* **EXERCISE INPUT**:
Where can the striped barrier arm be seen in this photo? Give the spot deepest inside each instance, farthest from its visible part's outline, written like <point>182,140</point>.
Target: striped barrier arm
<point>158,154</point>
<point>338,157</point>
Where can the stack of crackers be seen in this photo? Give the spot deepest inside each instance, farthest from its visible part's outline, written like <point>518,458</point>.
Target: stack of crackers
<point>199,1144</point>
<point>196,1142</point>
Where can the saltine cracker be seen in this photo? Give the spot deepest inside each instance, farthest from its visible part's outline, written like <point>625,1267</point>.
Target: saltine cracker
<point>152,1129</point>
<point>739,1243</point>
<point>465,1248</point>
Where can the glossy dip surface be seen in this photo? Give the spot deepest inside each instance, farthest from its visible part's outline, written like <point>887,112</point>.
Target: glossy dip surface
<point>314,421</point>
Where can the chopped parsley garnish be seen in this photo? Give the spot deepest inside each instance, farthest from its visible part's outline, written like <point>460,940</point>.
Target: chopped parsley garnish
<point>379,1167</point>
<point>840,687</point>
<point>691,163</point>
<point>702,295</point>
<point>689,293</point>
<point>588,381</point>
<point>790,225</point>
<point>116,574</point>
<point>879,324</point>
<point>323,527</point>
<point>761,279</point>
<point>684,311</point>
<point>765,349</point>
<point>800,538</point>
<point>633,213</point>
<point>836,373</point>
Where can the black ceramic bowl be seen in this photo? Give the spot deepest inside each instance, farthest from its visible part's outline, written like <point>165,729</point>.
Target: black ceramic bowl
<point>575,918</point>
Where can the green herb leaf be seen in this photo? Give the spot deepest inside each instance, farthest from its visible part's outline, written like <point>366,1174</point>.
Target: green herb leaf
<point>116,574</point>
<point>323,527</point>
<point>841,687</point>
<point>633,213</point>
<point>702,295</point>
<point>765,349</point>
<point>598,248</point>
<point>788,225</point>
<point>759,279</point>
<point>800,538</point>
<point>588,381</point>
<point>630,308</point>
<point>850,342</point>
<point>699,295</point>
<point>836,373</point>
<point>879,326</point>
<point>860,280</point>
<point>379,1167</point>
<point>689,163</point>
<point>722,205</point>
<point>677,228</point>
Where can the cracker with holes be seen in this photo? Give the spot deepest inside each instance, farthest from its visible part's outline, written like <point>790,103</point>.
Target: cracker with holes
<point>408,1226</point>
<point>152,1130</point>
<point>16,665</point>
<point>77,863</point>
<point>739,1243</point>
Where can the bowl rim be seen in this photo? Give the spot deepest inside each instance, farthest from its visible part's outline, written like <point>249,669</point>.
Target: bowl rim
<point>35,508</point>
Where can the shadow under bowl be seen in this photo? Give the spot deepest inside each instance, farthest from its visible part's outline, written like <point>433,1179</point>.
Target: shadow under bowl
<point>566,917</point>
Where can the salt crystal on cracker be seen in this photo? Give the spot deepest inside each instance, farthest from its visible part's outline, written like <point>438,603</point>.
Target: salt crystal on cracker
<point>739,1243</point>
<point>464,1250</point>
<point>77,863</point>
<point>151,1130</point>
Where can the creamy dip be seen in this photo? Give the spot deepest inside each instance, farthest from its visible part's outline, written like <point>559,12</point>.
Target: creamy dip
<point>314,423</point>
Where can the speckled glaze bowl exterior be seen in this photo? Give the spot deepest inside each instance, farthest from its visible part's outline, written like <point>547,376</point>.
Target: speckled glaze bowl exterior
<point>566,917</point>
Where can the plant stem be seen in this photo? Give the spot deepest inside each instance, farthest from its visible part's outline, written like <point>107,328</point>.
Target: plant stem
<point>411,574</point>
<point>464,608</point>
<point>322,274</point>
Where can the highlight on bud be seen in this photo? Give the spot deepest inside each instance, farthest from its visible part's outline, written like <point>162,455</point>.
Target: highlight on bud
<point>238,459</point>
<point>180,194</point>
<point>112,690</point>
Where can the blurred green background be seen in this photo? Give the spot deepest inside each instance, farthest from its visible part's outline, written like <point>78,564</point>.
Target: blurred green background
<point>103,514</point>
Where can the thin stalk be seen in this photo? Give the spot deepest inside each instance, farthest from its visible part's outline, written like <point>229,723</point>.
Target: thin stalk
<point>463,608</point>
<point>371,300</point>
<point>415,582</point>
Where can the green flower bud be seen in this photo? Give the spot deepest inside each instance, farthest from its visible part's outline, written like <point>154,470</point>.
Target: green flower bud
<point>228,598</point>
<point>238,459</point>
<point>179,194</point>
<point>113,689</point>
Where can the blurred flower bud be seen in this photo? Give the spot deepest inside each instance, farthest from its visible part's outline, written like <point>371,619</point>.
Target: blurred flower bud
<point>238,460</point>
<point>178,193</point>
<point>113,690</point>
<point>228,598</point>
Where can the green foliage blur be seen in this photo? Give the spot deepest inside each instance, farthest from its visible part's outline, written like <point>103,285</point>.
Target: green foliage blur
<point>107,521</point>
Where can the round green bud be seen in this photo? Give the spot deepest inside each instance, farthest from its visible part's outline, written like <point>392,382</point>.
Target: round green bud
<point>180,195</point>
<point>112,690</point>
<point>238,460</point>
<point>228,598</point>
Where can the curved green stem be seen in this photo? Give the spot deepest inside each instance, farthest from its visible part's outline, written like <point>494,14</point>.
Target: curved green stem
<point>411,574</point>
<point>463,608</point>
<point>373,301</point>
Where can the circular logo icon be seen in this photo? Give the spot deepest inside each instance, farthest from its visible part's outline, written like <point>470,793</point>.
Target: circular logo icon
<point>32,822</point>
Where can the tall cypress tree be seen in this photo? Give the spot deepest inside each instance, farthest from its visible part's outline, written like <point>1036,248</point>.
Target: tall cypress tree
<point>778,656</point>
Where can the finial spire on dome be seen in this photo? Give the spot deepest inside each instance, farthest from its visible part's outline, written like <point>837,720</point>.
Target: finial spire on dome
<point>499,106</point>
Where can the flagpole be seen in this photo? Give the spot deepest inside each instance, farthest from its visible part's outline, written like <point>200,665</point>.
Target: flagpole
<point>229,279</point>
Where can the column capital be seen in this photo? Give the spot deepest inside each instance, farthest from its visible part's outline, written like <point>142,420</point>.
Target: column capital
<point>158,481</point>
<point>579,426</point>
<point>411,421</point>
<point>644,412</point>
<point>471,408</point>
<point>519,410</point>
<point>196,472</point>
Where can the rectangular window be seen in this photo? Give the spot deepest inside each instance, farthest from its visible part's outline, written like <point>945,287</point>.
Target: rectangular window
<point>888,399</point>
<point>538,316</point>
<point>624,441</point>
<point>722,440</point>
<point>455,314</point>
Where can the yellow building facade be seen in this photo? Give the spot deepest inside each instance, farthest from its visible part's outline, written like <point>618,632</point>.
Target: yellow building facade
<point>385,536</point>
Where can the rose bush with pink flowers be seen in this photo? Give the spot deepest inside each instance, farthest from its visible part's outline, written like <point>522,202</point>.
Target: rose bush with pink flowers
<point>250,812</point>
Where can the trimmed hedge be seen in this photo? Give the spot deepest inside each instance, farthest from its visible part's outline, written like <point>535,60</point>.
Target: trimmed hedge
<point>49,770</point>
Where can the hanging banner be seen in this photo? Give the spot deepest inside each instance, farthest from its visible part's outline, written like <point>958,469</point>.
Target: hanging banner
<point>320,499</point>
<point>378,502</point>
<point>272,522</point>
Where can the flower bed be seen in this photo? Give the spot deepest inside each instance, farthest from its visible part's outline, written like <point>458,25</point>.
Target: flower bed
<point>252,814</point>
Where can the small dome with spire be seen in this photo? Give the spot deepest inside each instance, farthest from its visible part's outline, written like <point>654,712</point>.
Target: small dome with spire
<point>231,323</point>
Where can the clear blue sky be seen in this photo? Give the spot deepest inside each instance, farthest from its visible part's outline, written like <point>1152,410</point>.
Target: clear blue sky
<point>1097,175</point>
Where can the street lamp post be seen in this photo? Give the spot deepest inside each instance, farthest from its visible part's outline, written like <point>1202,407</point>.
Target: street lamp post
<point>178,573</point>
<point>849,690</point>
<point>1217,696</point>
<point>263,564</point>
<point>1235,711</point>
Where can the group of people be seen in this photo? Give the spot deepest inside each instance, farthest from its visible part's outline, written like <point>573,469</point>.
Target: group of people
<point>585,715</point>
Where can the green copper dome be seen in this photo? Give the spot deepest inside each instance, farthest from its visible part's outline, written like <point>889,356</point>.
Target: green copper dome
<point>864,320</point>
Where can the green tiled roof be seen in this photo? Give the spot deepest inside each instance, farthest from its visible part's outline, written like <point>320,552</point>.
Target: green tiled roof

* **YOUR TASK**: Please give the items from the line with "Where can the green foliage" to the line with "<point>107,521</point>" again, swapping "green foliage blur" for "blurred green leaves" and leaving everything else unchanged.

* **RESPONSE FOR THIS EXERCISE**:
Where can the blurred green leaves be seen in this photo? Give the spot deepest inside each instance, farthest from its visible part's outline, written like <point>103,285</point>.
Target: blurred green leaves
<point>107,521</point>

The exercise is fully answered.